Exercise details: Give back every line of the data below exactly.
Content starts
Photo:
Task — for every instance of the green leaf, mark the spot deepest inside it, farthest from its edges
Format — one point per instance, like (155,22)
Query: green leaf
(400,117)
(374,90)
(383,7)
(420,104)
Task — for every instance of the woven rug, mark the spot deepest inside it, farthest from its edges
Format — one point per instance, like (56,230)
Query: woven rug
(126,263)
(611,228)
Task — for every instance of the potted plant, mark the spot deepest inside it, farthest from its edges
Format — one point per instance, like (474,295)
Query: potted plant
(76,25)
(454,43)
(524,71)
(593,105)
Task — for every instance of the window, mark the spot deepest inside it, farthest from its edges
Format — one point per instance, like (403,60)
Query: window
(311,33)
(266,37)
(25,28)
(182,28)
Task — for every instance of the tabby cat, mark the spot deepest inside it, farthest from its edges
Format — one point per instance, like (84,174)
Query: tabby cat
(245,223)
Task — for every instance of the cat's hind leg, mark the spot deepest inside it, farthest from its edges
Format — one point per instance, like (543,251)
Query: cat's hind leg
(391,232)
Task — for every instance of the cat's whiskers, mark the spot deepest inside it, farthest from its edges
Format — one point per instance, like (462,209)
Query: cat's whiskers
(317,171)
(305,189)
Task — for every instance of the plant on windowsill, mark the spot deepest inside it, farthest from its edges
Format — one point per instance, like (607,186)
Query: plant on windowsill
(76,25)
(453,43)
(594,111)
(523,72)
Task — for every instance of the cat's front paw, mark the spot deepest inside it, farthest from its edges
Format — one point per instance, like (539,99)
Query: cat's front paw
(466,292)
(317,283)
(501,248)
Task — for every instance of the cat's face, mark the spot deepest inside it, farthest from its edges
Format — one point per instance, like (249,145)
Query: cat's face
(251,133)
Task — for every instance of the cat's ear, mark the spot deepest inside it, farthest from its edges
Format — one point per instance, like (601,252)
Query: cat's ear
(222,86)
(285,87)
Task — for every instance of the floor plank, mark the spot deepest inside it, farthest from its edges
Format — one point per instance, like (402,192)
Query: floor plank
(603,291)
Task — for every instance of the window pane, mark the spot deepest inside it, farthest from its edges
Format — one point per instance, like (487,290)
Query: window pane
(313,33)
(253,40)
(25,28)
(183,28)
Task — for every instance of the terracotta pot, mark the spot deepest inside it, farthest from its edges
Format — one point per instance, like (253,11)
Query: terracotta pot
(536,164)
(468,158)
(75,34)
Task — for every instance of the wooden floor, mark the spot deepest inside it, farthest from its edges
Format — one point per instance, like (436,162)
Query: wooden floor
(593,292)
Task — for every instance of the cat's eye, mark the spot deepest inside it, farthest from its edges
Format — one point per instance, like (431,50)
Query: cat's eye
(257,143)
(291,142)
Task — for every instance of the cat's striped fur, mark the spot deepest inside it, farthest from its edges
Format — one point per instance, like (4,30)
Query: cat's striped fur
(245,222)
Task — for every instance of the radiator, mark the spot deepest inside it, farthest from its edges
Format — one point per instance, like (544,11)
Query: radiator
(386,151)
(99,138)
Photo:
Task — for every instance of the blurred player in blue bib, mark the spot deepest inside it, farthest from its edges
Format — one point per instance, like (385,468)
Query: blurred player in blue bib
Content ends
Answer:
Photo:
Task — for every instance of the green leaf, mark the spot deepest inside it, farthest from its edges
Format — one point per instance, like (155,22)
Query: green leaf
(400,117)
(374,90)
(383,7)
(420,104)
Task — for every instance of the woven rug, mark the spot deepest inside it, farthest from its edges
Format — one point per instance, like (56,230)
Query: woven rug
(126,263)
(611,228)
Task — for every instance of the potted plant, mark the spot deepest inside it, farthest from its edges
Format — one point per instance, like (474,295)
Query: potted plant
(76,25)
(454,43)
(524,71)
(593,105)
Task — for every instance of the window, mark the spot deepest inside it, farthest from its edges
Format — one point per instance, like (403,60)
Query: window
(311,33)
(266,37)
(25,28)
(182,28)
Task — for every instance of the tabby cat, mark the spot deepest inside it, farthest from its edges
Format — one point per instance, like (84,174)
Query: tabby cat
(245,223)
Task — for every instance of the cat's hind leg, mark the spot deepest inside it, farthest from its edges
Format — one point per instance, like (543,251)
Query: cat's hind leg
(391,232)
Task — for every instance of the cat's whiskers, mark the spot deepest inside it, farthest from its edges
Format — one point per instance, like (462,209)
Query: cat's whiskers
(317,171)
(305,189)
Task — for every instance of the plant on windowsill, mark the spot deepest inside it, farthest from its edges
Format — one point per instance, like (607,186)
Query: plant on windowsill
(76,25)
(453,43)
(594,111)
(523,72)
Task — for every instance of the cat's front paw, mark the spot deepest inside it, farthest from its edges
Format — one point per instance, like (539,99)
Query: cat's front paw
(466,292)
(317,283)
(501,248)
Task — for every instance of the cat's face, mark the spot deepest inside it, farthest from its edges
Format — one point per instance, like (249,145)
Query: cat's face
(251,133)
Task — for every instance of the cat's ear, mark the spot deepest inside it, farthest from its edges
Format — one point per instance, like (601,252)
Query: cat's ear
(222,86)
(285,87)
Task — for every instance of the floor plank, mark the spot deepest inside it, farthest from its edges
Format — one point per instance, like (402,192)
Query: floor plank
(603,291)
Task — for every instance of the window pane, mark the spot deepest inside it, farthest from its edges
Format — one point per instance, like (487,290)
Query: window pane
(313,33)
(253,40)
(25,28)
(183,28)
Task — for every instance of the terracotta pot, mark the spot deepest inside it, farthest from its edges
Format — one point per instance, like (253,11)
Query: terracotta pot
(536,164)
(468,158)
(75,34)
Task — for every instance of the wooden floor, mark the spot deepest inside it, farthest from its edges
Format — one point per instance, like (436,162)
Query: wooden floor
(593,292)
Task — for every instance of the cat's eye, mark the spot deepest inside it, farthest from its edges
Format — one point per instance, like (431,50)
Query: cat's eye
(257,143)
(291,142)
Task — for every instance of the cat's striped fur, mark the spot deepest inside it, farthest from its edges
Format — one point per instance, like (4,30)
Query: cat's striped fur
(245,222)
Task — for every instance of the radiator, mark the spot deepest inside it, farthest from its edges
Format — one point per instance, like (544,11)
Query: radiator
(386,151)
(99,138)
Photo:
Task — for every instance of the blurred player in blue bib, mark the spot deepest inside it, farthest from its edges
Format — one point per instance, like (385,468)
Query: blurred player in blue bib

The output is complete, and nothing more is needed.